■ **DO THIS**
Only the lines from the line containing "point: the baked cheese crust in this photo" to the end of the entries should be repeated, exactly as they appear.

■ **RECORDS TO PROCESS**
┄┄┄┄┄┄┄┄┄┄┄┄┄┄┄┄┄┄┄┄

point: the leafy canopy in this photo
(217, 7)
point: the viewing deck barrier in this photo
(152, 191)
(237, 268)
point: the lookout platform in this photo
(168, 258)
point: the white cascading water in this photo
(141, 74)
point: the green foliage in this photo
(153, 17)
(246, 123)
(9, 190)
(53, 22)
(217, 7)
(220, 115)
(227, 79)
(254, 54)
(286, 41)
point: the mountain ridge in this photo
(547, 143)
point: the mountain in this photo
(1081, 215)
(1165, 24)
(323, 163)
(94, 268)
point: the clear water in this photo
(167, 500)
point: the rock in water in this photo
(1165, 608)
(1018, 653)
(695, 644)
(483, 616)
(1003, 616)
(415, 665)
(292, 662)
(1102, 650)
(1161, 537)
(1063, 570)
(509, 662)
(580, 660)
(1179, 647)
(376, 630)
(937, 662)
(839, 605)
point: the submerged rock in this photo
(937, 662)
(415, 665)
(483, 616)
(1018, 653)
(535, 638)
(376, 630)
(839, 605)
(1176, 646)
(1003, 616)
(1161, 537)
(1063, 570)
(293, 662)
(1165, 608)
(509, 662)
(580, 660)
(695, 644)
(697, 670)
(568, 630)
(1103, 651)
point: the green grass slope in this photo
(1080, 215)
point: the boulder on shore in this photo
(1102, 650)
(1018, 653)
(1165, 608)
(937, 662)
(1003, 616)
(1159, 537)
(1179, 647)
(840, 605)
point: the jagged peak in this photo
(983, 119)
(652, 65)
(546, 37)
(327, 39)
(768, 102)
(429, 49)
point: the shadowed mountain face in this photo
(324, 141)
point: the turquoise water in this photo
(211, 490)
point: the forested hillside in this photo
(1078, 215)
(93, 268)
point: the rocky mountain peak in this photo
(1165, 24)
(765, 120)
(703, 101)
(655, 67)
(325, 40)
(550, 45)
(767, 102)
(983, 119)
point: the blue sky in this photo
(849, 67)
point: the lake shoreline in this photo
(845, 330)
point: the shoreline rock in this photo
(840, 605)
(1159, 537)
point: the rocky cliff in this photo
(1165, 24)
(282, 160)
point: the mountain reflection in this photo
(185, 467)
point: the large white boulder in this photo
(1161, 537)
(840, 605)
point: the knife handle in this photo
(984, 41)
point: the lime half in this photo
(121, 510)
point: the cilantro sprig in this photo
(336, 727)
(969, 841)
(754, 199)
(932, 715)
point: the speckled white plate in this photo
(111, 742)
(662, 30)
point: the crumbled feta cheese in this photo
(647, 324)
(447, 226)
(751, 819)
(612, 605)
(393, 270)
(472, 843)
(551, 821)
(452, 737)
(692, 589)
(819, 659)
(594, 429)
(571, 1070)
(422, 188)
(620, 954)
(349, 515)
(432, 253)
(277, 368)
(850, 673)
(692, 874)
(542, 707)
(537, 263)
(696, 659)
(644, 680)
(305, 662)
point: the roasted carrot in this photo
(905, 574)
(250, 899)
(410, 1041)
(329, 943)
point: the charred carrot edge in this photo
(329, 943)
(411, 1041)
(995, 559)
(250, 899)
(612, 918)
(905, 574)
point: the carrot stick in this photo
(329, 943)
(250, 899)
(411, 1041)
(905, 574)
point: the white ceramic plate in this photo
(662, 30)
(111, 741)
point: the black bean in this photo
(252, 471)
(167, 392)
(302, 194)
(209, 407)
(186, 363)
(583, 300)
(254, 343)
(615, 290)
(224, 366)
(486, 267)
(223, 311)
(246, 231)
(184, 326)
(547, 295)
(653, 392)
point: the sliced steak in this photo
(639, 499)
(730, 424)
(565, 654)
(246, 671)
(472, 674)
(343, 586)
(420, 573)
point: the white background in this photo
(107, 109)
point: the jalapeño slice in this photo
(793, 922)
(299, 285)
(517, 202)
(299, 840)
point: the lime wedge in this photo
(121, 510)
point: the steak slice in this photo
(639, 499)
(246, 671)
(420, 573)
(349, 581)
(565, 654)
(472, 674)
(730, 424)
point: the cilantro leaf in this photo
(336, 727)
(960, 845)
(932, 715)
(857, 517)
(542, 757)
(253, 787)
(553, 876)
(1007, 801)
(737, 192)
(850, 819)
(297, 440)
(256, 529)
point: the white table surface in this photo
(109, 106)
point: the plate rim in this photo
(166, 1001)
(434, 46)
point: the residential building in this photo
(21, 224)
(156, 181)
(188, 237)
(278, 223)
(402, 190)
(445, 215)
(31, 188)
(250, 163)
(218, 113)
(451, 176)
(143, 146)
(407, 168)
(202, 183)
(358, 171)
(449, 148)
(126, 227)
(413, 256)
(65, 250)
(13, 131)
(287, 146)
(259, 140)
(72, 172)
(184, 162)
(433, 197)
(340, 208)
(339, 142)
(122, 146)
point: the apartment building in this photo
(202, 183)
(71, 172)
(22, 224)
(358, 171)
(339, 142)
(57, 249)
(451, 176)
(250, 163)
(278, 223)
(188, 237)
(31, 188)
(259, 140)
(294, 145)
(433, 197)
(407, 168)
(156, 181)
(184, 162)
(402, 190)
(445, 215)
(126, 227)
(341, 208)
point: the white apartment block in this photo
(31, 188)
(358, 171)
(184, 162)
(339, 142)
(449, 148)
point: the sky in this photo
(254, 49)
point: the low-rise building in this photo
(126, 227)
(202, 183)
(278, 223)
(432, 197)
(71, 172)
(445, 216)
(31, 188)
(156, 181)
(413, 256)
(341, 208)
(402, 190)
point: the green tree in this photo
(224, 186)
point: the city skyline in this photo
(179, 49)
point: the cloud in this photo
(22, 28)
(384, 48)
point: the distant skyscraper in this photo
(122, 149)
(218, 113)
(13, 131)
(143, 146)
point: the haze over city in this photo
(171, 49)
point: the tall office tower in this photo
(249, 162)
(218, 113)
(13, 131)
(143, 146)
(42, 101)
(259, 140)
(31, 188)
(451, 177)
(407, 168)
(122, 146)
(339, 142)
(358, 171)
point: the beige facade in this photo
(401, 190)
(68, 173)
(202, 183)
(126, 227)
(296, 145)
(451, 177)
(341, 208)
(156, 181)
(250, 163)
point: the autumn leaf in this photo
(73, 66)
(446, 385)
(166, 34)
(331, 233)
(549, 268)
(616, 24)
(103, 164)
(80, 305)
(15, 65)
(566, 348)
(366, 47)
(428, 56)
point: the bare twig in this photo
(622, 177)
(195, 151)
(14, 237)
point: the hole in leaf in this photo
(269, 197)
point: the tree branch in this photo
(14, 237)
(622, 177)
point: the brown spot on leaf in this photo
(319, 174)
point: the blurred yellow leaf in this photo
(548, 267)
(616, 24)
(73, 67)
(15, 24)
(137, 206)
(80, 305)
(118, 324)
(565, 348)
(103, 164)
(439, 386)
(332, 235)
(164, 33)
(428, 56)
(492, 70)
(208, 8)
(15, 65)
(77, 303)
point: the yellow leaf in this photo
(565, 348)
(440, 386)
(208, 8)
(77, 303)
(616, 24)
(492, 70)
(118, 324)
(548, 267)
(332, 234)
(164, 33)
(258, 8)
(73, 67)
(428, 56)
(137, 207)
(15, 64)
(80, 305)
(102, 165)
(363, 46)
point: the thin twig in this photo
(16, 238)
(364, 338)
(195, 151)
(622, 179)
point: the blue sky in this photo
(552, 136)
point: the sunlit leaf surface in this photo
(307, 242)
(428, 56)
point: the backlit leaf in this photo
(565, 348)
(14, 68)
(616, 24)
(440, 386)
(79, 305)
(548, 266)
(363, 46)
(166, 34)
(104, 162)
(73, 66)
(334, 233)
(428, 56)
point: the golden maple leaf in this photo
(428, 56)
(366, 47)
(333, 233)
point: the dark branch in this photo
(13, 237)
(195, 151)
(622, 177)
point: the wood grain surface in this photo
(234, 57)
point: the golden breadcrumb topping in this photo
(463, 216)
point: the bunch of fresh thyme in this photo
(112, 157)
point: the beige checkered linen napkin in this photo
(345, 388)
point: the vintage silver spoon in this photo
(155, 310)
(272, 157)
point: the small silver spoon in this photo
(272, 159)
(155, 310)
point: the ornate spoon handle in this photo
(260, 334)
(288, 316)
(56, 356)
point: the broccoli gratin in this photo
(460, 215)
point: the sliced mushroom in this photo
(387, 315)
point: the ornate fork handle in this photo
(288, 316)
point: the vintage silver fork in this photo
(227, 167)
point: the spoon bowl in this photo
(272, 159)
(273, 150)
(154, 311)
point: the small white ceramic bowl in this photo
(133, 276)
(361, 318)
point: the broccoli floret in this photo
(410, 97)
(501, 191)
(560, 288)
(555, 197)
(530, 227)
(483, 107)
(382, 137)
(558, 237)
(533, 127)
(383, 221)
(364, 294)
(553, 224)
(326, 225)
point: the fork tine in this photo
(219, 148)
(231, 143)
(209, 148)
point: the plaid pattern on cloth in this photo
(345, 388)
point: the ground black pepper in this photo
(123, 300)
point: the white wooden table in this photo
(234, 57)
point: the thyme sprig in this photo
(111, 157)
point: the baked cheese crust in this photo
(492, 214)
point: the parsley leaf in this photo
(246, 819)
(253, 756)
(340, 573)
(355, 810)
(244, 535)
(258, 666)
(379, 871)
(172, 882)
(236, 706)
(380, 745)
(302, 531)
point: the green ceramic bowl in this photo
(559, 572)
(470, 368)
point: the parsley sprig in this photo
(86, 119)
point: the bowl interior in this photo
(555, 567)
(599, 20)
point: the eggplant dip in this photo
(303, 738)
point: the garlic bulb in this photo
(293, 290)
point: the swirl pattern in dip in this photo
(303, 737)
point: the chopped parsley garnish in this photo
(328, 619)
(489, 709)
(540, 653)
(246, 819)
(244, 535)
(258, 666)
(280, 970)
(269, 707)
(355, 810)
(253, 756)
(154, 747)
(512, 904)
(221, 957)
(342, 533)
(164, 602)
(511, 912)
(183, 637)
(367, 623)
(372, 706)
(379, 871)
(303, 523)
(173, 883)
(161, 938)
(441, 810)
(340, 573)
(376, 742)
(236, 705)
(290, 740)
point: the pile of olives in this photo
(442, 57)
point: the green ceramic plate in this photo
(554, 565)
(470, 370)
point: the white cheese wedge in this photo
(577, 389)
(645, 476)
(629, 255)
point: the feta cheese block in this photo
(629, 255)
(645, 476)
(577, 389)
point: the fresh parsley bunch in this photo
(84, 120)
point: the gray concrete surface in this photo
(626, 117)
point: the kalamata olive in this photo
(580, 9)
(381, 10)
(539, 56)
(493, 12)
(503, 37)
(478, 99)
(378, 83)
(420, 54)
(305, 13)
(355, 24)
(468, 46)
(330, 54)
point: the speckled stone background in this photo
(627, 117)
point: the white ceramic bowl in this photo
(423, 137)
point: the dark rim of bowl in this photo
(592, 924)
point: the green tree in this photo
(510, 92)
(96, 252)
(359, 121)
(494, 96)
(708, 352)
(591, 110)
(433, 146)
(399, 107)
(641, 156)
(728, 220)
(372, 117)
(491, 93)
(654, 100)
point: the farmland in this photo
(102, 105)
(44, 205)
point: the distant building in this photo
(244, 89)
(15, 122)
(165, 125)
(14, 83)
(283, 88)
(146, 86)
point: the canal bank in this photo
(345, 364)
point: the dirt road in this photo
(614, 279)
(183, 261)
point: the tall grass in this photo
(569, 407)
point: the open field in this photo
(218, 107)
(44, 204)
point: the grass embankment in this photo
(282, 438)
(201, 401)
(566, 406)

┄┄┄┄┄┄┄┄┄┄┄┄┄┄┄┄┄┄┄┄

■ **WRITTEN SOLUTION**
point: the baked cheese crust in this photo
(492, 214)
point: the parsley leaf in this photo
(246, 819)
(253, 756)
(340, 573)
(355, 810)
(244, 535)
(258, 666)
(379, 871)
(172, 882)
(236, 706)
(380, 745)
(302, 531)
point: the green ceramic bowl in this photo
(559, 572)
(470, 368)
point: the parsley sprig in this photo
(86, 119)
point: the bowl interior in this photo
(555, 567)
(599, 20)
point: the eggplant dip in this photo
(303, 738)
point: the garlic bulb in this photo
(293, 290)
point: the swirl pattern in dip in this photo
(303, 737)
point: the chopped parsley garnish in this photo
(328, 619)
(489, 709)
(540, 653)
(246, 819)
(244, 535)
(258, 666)
(280, 970)
(269, 707)
(355, 810)
(253, 756)
(154, 747)
(512, 904)
(221, 957)
(342, 533)
(164, 602)
(511, 912)
(183, 637)
(367, 623)
(372, 706)
(379, 871)
(303, 523)
(173, 883)
(161, 938)
(441, 810)
(340, 573)
(376, 742)
(236, 705)
(290, 740)
point: the pile of olives in this photo
(442, 57)
point: the green ceramic plate in this photo
(554, 565)
(470, 370)
point: the white cheese wedge in this photo
(577, 389)
(645, 476)
(629, 255)
point: the feta cheese block in this photo
(629, 255)
(645, 476)
(577, 389)
point: the fresh parsley bunch in this photo
(84, 120)
point: the gray concrete surface in this photo
(626, 117)
point: the kalamata olive in this photo
(580, 9)
(381, 10)
(539, 56)
(493, 12)
(503, 37)
(478, 99)
(378, 83)
(420, 54)
(305, 13)
(355, 24)
(468, 46)
(330, 54)
point: the speckled stone background in this photo
(627, 117)
point: the white ceramic bowl in this photo
(423, 137)
point: the dark rim of bowl in this photo
(592, 924)
point: the green tree in this photo
(510, 92)
(96, 252)
(359, 121)
(494, 96)
(708, 352)
(591, 110)
(433, 146)
(399, 107)
(641, 156)
(728, 220)
(372, 117)
(491, 93)
(654, 100)
point: the farmland in this photo
(102, 105)
(44, 205)
point: the distant building in this photo
(244, 89)
(15, 122)
(165, 125)
(14, 83)
(283, 88)
(146, 86)
point: the canal bank in this photo
(345, 364)
point: the dirt road in this photo
(614, 279)
(183, 261)
point: the tall grass in this photo
(569, 407)
point: the open field in this photo
(218, 107)
(44, 204)
point: the grass embankment in this photo
(282, 438)
(201, 401)
(566, 406)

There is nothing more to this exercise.